QUOTED PASSAGE ▸
Drawn in by the quest for a new, game-changing material, many physicists are trying to understand the inner workings of high-temperature superconductors by looking for patterns in the movement and interactions of electrons. “For each electron moving through the material, you have to understand what’s the influence on its neighbor and vice versa,” says J. C. Séamus Davis, director of the Center for Emergent Superconductivity at Brookhaven National Laboratory in Upton, N.Y. In a sense, he is looking for quasihorses.
Davis and his team recently used a specially designed microscope to analyze a superconductor made of cerium, cobalt and indium. They determined that magnetism is the crucial force that steers electrons through the material in its superconducting state, a finding that starts to simplify the complex interactions at work. To simplify things further and start to work toward room-temperature superconductivity, physicists hope to find some structure in the migrating electrons in the form of a quasiparticle — much like the clusters known as dropletons. The goal has real-life ramifications: For example, room-temperature superconducting cables could create the very powerful magnets needed to make high-speed levitated trains a viable means of transportation.
For McKenzie, the importance of quasiparticles in physics leads to a more philosophical question: What does it take for something to qualify as a real particle? All physicists would agree that fundamental entities like electrons and protons are particles. But McKenzie argues that excitons, polaritons and dropletons should join the club. “I would say they’re just as real as an electron,” he says. If it looks like a particle and quacks like a particle, then it might as well be a particle.
McKenzie seems to be in the minority opinion. Yet nobody doubts the importance of quasiparticles, particularly if they aid the search for room-temperature superconductivity. For now, researchers just hope that a not-so-real particle is hiding in the insanity of trillions of trillions of electrons, waiting to bring clarity and resistance-free electricity.

DIRECTIONS ▸
Summarize the passage on quasiparticles and superconductors in two sentences. The records have no connection to the text.

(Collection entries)

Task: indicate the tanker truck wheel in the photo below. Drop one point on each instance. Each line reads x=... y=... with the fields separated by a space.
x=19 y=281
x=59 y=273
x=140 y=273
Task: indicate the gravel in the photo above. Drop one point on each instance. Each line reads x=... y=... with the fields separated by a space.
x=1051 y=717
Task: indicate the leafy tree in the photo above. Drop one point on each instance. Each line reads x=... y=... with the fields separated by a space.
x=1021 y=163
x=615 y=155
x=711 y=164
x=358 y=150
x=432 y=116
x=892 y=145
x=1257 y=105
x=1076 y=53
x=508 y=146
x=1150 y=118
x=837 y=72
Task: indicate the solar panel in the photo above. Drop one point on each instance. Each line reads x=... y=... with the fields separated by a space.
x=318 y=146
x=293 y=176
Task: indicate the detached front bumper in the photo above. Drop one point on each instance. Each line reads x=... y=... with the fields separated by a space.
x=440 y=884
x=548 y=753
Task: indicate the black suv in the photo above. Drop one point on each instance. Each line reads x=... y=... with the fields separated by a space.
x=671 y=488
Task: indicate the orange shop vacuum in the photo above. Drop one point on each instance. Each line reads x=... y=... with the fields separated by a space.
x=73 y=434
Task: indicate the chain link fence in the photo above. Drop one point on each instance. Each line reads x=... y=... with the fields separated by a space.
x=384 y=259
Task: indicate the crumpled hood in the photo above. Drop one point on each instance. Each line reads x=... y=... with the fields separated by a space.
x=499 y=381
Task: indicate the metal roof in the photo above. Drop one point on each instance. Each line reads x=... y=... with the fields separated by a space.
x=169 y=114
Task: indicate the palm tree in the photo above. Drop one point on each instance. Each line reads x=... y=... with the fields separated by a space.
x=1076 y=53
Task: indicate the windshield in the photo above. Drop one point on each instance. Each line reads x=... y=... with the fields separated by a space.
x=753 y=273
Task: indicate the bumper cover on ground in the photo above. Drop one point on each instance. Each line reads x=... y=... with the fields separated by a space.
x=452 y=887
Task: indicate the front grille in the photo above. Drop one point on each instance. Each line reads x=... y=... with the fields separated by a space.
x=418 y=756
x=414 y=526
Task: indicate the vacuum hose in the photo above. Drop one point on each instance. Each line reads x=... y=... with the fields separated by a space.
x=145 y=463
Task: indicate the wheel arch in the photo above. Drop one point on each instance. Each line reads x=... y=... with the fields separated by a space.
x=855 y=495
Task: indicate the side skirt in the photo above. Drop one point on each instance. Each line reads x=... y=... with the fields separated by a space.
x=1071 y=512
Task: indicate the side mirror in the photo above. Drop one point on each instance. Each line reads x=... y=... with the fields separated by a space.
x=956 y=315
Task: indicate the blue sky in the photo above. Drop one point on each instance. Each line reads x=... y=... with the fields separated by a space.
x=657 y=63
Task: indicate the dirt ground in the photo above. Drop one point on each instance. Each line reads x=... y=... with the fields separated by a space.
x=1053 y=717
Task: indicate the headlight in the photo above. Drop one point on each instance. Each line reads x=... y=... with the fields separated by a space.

RESPONSE FOR THIS EXERCISE ▸
Physicists studying high-temperature superconductors, including Davis and his team, who found that magnetism steers electrons through a cerium, cobalt and indium superconductor, hope to find quasiparticle structure in the moving electrons to work toward room-temperature superconductivity. McKenzie holds the minority view that quasiparticles such as excitons, polaritons and dropletons are as real as electrons, though nobody doubts their importance.